PROBLEMS TO SOLVE:
**1)** Decide whether each statement agrees with the Cold Meat Industry text, and answer yes or no with the deciding words quoted: (a) the label was located in Mjölby; (b) the label was founded in 1990; (c) the label is still active.
**2)** According to the Cold Meat Industry text, which scenes did the label become known for contributing to?
**3)** Reproduce the passage of the Cold Meat Industry text from "Cold Meat Industry was" to "dark ambient music.".

SOURCE EXCERPT:
::::::
- Founded: 1987
- Founder: Roger Karmanik
- Defunct: 2013
- Status: Inactive
- Genre: Industrial, post-industrial, death industrial, power electronics, noise, ambient, dark ambient, neofolk
- Country of origin: Sweden
- Location: Mjölby

= Cold Meat Industry =

Swedish independent record label

Cold Meat Industry was a Swedish independent record label established in 1987 by Roger Karmanik, which specialized in niche music genres such as dark ambient, death industrial, and neoclassical dark wave.

== History ==

From its inception, Cold Meat Industry gained a reputation for introducing artists that were unique and musically innovative. The label also became known for its contributions to the Gothic and industrial scenes.

The term "Cold Meat Industry" eventually became a musical genre of sorts, referring mostly to avant-garde artists who were influenced by industrial and dark ambient music.
::::::
RAW DATA:
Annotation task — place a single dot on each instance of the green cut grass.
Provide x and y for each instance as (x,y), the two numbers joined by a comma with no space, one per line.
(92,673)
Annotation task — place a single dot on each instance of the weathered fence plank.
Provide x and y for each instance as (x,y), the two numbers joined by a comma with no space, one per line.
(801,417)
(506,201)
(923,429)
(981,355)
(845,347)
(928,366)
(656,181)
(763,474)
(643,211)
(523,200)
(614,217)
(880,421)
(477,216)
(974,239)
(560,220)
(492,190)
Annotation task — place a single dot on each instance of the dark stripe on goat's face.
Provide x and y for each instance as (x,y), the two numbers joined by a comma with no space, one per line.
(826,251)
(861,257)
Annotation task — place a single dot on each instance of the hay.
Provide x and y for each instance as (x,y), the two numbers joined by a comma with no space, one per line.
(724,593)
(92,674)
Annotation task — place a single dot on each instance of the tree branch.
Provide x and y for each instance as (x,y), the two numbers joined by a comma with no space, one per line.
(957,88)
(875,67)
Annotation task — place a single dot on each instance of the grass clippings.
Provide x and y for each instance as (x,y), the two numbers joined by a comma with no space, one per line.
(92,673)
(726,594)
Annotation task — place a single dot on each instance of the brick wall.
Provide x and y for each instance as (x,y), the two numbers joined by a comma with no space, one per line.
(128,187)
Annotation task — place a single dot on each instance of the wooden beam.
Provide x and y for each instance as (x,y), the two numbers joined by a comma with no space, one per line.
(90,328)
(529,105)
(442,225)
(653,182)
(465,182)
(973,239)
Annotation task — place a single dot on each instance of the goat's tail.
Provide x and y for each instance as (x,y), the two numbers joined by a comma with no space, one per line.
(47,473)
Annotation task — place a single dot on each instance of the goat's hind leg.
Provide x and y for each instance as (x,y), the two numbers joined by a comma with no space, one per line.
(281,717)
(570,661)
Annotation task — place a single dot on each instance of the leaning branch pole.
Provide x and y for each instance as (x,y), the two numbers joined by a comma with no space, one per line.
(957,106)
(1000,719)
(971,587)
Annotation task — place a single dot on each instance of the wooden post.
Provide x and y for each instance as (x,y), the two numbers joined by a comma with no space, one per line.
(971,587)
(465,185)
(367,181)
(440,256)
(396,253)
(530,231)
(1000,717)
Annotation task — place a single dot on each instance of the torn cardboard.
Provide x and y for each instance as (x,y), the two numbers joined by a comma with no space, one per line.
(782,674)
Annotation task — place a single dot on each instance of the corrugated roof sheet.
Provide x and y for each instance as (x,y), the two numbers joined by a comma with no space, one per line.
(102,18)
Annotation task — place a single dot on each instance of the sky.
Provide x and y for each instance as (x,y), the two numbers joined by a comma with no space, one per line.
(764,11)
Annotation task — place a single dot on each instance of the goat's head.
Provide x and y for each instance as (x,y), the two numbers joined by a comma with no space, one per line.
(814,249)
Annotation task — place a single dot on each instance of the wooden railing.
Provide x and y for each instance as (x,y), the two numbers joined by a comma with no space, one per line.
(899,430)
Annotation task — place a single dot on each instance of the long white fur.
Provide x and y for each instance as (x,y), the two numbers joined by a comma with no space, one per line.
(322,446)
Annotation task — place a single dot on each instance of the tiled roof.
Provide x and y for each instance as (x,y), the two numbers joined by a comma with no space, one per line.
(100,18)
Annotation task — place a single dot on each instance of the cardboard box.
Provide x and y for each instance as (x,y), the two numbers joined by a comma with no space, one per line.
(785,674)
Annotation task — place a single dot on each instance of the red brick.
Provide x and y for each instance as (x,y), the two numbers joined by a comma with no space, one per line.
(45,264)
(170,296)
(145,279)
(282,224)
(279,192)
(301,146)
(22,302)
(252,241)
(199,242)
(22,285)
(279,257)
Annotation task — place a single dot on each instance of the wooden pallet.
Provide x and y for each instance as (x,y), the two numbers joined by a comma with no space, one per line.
::::::
ANSWERS TO THE PROBLEMS:
**1)**
(a) Yes: "Location: Mjölby"
(b) No: "established in 1987 by Roger Karmanik"
(c) No: "Status: Inactive"

**2)** The Gothic and industrial scenes.

**3)**
Cold Meat Industry was a Swedish independent record label established in 1987 by Roger Karmanik, which specialized in niche music genres such as dark ambient, death industrial, and neoclassical dark wave.

== History ==

From its inception, Cold Meat Industry gained a reputation for introducing artists that were unique and musically innovative. The label also became known for its contributions to the Gothic and industrial scenes.

The term "Cold Meat Industry" eventually became a musical genre of sorts, referring mostly to avant-garde artists who were influenced by industrial and dark ambient music.